### Task goal
Could you give every record again, exactly as it reads?

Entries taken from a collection
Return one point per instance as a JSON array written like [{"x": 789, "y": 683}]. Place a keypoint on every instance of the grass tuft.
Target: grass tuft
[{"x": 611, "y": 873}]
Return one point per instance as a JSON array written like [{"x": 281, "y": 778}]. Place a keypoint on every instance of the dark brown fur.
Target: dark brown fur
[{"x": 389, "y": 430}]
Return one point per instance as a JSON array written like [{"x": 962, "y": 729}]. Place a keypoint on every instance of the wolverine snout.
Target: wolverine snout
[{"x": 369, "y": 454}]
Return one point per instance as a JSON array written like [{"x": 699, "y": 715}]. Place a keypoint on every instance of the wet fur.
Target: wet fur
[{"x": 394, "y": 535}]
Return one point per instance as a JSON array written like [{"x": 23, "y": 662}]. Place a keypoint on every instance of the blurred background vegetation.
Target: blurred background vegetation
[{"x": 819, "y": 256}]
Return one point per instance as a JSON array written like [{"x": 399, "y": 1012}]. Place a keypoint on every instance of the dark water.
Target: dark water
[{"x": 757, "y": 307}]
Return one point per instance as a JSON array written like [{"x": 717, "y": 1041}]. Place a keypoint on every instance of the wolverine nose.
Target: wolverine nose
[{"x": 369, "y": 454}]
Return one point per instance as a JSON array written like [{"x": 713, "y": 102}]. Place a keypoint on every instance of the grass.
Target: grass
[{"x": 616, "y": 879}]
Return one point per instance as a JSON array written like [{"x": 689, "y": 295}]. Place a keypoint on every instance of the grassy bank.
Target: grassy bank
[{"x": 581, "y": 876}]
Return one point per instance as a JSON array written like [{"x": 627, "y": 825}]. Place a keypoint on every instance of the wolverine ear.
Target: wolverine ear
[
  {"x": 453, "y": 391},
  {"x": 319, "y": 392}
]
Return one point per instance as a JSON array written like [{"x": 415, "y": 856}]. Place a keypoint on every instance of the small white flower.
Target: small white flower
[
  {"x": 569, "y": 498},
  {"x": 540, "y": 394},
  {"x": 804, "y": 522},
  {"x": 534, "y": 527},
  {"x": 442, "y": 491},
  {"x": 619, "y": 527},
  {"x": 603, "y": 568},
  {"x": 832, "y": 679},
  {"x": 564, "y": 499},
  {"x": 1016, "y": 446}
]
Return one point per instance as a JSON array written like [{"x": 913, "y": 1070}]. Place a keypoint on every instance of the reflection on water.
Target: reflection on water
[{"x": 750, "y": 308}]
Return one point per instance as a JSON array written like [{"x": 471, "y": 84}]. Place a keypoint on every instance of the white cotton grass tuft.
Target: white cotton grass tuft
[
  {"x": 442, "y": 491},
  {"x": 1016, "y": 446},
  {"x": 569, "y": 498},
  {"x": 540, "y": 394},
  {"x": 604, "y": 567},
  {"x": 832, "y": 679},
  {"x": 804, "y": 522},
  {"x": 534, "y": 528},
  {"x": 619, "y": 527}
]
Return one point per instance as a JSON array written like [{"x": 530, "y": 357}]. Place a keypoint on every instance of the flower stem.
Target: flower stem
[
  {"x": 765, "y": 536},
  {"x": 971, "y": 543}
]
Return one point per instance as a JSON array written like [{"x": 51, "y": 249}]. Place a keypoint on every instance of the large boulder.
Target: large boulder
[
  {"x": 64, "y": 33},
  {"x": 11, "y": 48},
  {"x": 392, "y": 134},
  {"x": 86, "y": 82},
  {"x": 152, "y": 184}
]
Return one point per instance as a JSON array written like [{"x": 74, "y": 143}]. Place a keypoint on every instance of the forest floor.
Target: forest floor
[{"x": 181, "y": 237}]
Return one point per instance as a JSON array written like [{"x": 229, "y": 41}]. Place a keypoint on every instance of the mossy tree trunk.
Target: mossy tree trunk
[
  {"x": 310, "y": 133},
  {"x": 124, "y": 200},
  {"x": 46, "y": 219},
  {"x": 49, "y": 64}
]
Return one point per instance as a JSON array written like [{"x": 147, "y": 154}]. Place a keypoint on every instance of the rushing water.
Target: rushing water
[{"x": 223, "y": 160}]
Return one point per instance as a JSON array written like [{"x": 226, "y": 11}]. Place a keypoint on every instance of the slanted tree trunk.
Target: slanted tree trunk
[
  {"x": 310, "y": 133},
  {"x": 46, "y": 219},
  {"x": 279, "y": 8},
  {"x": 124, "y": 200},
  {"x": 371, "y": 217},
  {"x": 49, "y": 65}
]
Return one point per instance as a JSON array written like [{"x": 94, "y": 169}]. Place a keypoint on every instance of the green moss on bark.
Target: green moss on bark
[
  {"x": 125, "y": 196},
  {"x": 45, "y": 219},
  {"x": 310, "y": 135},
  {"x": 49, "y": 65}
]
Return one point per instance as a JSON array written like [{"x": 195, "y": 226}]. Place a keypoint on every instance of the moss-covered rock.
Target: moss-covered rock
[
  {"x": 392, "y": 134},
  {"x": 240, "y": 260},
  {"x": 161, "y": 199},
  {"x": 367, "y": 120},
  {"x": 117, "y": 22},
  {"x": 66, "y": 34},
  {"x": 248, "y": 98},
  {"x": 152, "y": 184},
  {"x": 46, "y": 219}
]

### Expected answer
Return one point per instance as a JSON array written like [{"x": 789, "y": 683}]. Place a keypoint on every instance of the grass tuft.
Target: grass tuft
[{"x": 611, "y": 873}]
Return one point per instance as a JSON array written like [{"x": 281, "y": 778}]. Place a keypoint on every instance of the dark brown fur.
Target: dark brown fur
[{"x": 389, "y": 430}]
Return one point per instance as a JSON array written like [{"x": 962, "y": 729}]. Place a keypoint on every instance of the wolverine snout.
Target: wolverine snout
[{"x": 369, "y": 454}]
Return one point per instance as a JSON array written like [{"x": 699, "y": 715}]. Place a keypoint on every instance of the wet fur.
Target: wet fur
[{"x": 394, "y": 535}]
Return one point per instance as a JSON array written like [{"x": 23, "y": 662}]. Place a keypoint on every instance of the blurred background vegetation.
Target: blurred background vegetation
[{"x": 819, "y": 256}]
Return one point per instance as a JSON array written like [{"x": 399, "y": 1012}]. Place a keypoint on every instance of the dark water.
Target: dark water
[{"x": 757, "y": 307}]
Return one point per instance as a JSON array written like [{"x": 717, "y": 1041}]. Place a keypoint on every instance of the wolverine nose.
Target: wolverine nose
[{"x": 369, "y": 454}]
Return one point per instance as a JSON array written like [{"x": 713, "y": 102}]. Place a keypoint on every instance of the grass.
Target: grass
[{"x": 616, "y": 879}]
Return one point per instance as a JSON array written like [{"x": 689, "y": 295}]. Place a keypoint on every instance of the grassy bank.
Target: grassy bank
[{"x": 581, "y": 876}]
Return one point per instance as a JSON array written like [{"x": 627, "y": 825}]. Place a keypoint on every instance of the wolverine ear.
Target: wolverine ear
[
  {"x": 453, "y": 391},
  {"x": 319, "y": 392}
]
Return one point per instance as a JSON array written like [{"x": 415, "y": 856}]. Place a keypoint on every instance of the small white flower.
Target: small white flower
[
  {"x": 569, "y": 498},
  {"x": 540, "y": 394},
  {"x": 804, "y": 522},
  {"x": 534, "y": 527},
  {"x": 442, "y": 491},
  {"x": 619, "y": 527},
  {"x": 603, "y": 568},
  {"x": 832, "y": 679},
  {"x": 564, "y": 499},
  {"x": 1016, "y": 446}
]
Return one point per instance as a JSON array written like [{"x": 913, "y": 1070}]. Place a keypoint on every instance of the reflection on water.
Target: reflection on water
[{"x": 750, "y": 308}]
Return one point per instance as a JSON array written like [{"x": 471, "y": 84}]. Place a keypoint on every instance of the white cotton grass tuft.
Target: white cotton grass tuft
[
  {"x": 442, "y": 491},
  {"x": 1016, "y": 446},
  {"x": 569, "y": 498},
  {"x": 540, "y": 394},
  {"x": 604, "y": 567},
  {"x": 832, "y": 679},
  {"x": 804, "y": 522},
  {"x": 534, "y": 528},
  {"x": 619, "y": 527}
]
Return one point per instance as a JSON array written like [{"x": 530, "y": 357}]. Place a keypoint on every instance of the flower stem.
Target: flower stem
[
  {"x": 765, "y": 536},
  {"x": 971, "y": 543}
]
Return one point per instance as a JSON array written like [{"x": 51, "y": 249}]. Place a keypoint on every instance of the large boulder.
Target: large boulder
[
  {"x": 64, "y": 33},
  {"x": 11, "y": 48},
  {"x": 392, "y": 134},
  {"x": 86, "y": 82},
  {"x": 152, "y": 184}
]
Return one point per instance as a JSON array written like [{"x": 74, "y": 143}]. Place a keypoint on every instance of the forest floor.
Target: forest floor
[{"x": 181, "y": 237}]
Return one point per instance as a JSON array written like [{"x": 229, "y": 41}]. Place a keypoint on every instance of the mossy tree trunk.
Target: mossy tree trunk
[
  {"x": 310, "y": 133},
  {"x": 124, "y": 200},
  {"x": 46, "y": 219},
  {"x": 49, "y": 64}
]
Return one point per instance as a JSON array written like [{"x": 147, "y": 154}]. Place a keypoint on every instance of the rushing water.
Target: rushing water
[{"x": 223, "y": 160}]
Return one point per instance as a JSON array written like [{"x": 226, "y": 11}]. Place a keypoint on every instance of the slanted tree trunk.
Target: slanted tree trunk
[
  {"x": 310, "y": 133},
  {"x": 46, "y": 219},
  {"x": 279, "y": 8},
  {"x": 124, "y": 200},
  {"x": 371, "y": 217},
  {"x": 49, "y": 65}
]
Return one point per instance as a JSON array written like [{"x": 94, "y": 169}]. Place a keypoint on every instance of the green moss on bark.
Target: green moss on bark
[
  {"x": 125, "y": 196},
  {"x": 45, "y": 219},
  {"x": 310, "y": 135},
  {"x": 49, "y": 65}
]
Return one point per instance as a JSON array written like [{"x": 195, "y": 226}]. Place a keypoint on every instance of the moss-covered rock.
Target: moss-covered rock
[
  {"x": 392, "y": 134},
  {"x": 240, "y": 260},
  {"x": 161, "y": 199},
  {"x": 367, "y": 120},
  {"x": 117, "y": 22},
  {"x": 66, "y": 34},
  {"x": 248, "y": 98},
  {"x": 152, "y": 184},
  {"x": 46, "y": 219}
]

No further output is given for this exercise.